• _WHAT YOU ARE ASKED TO DO_: Retype every line of the listing below, keeping each character, tab, and line break unchanged.

Collection entries
■ ■ ■ ■ ■

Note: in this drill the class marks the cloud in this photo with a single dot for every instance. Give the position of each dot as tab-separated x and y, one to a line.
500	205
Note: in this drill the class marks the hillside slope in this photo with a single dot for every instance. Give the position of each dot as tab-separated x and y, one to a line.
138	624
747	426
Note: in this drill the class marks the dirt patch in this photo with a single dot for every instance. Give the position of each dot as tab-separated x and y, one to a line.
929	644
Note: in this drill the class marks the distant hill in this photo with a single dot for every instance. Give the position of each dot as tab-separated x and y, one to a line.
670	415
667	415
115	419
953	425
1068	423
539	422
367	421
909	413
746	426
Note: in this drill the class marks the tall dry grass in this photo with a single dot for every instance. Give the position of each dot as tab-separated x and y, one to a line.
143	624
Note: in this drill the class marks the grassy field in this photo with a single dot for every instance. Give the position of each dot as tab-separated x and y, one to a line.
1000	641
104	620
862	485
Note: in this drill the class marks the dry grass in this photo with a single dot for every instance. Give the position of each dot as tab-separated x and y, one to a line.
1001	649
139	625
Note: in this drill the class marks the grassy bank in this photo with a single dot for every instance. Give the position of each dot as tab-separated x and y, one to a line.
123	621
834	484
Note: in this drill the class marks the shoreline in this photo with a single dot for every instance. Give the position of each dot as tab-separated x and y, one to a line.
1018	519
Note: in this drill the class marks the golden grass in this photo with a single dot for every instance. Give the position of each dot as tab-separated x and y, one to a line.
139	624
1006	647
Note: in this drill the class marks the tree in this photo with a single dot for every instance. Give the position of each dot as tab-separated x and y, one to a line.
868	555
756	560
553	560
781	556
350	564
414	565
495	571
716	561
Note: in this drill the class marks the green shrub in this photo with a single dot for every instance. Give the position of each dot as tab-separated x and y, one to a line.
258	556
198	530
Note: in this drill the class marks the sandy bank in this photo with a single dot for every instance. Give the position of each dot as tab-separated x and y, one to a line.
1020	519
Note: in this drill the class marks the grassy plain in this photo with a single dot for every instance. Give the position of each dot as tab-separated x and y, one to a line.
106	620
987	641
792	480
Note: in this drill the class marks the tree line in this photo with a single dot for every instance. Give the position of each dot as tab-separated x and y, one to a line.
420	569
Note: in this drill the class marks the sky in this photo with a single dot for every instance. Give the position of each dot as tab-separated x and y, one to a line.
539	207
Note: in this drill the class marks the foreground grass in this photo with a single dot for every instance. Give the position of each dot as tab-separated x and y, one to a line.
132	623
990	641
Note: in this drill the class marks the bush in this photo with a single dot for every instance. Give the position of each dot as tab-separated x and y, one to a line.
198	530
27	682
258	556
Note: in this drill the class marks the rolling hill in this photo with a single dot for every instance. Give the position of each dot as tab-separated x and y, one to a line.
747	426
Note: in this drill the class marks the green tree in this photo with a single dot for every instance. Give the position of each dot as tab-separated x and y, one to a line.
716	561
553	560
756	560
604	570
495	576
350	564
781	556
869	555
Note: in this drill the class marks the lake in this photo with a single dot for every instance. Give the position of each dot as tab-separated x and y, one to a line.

■ ■ ■ ■ ■

• _EXPECTED ANSWER_:
Note: in this drill the class marks the cloud in this photo with a single dot for every instance. Give the position of each dot as tab-separated x and y, one to a line.
500	205
Note: in this drill the class marks the hillside slope in this photo with a single dot for every instance. Give the position of each dot as tab-separated x and y, one to a line.
138	624
747	426
Note: in this drill the class marks the dirt patch in this photo with a single dot for every instance. Give the position of each dot as tab-separated x and y, one to a line.
929	644
Note: in this drill the class marks the distant hill in this photo with a single dot for every instance. Give the position of each dot as tab-separated x and y, one to a line.
670	415
667	415
115	419
953	425
1068	423
539	422
367	421
909	413
746	426
Note: in this drill the class marks the tall dry grass in this photo with a single dot for every instance. Give the position of each dot as tab-separated x and y, one to a line.
143	624
Note: in this drill the class marks the grassy field in this photo with a single dot for every instance. Give the position of each dot as tab-separated x and y, one to a line.
1000	641
104	620
862	485
Note: in this drill the class marks the dry grass in this photo with a single dot for every instance. Give the position of each dot as tab-separated x and y, one to a line.
1001	649
139	625
Note: in this drill the class marks the grassy bank in this photo with a single dot for every instance. Give the position of each dot as tab-separated x and y, one to a line.
123	621
834	484
Note: in this drill the class marks the shoreline in this photo with a single dot for every instance. Give the position of each dot as tab-separated x and y, one to a line.
1018	519
Note: in this drill the class marks the golden grass in this photo with a single dot for every instance. Give the position of each dot as tab-separated x and y, one to a line.
139	624
1006	647
Note: in this drill the class marks the tree in this photo with a single dot for every instance. Give the position of each dot as tab-separated x and y, one to a line.
868	555
756	560
553	560
781	556
350	564
414	565
495	571
716	561
Note: in this drill the class marks the green shrub in this photo with a single dot for every instance. Give the position of each dot as tab-separated x and y, one to a line.
258	556
198	530
Note: in this drill the class marks the sandy bank in this photo with a single dot for every instance. Give the position of each dot as tab-separated x and y, one to a line.
1020	519
Note: in this drill the class marks the grassy plain in this photo with a single dot for every instance. Give the position of each dot as tab-separated x and y, one to a line.
106	620
987	641
792	480
Note: in this drill the class marks the tree line in this photo with a single dot for every instance. Give the position of each dot as tab-separated x and y, one to a line.
420	569
Note: in this drill the class marks the sky in this photo with a single dot for every instance. Give the position of each dot as tab-separated x and y, one to a line.
539	207
Note: in this drill the class marks the foreground grass in this photo with a single dot for every instance. Give the position of each dot as tab-separated x and y, one to a line.
132	623
990	641
Note: in this drill the class marks the bush in this photo with a single dot for every instance. Give the position of each dot as tab-separated x and y, one to a line.
198	530
27	682
258	556
Note: in this drill the class marks the rolling hill in this photo with a single dot for every instance. Give the position of each dot as tab-separated x and y, one to a line.
747	426
Note: in this drill the class marks the green tree in this photo with a single dot for every instance. Give the position of each dot as tab-separated x and y, one to a line.
716	561
553	560
756	560
604	570
495	576
350	564
781	556
869	555
Note: in this drill the class marks the lake in this photo with a single dot for every instance. Give the position of each dot as tab-separated x and y, one to a line.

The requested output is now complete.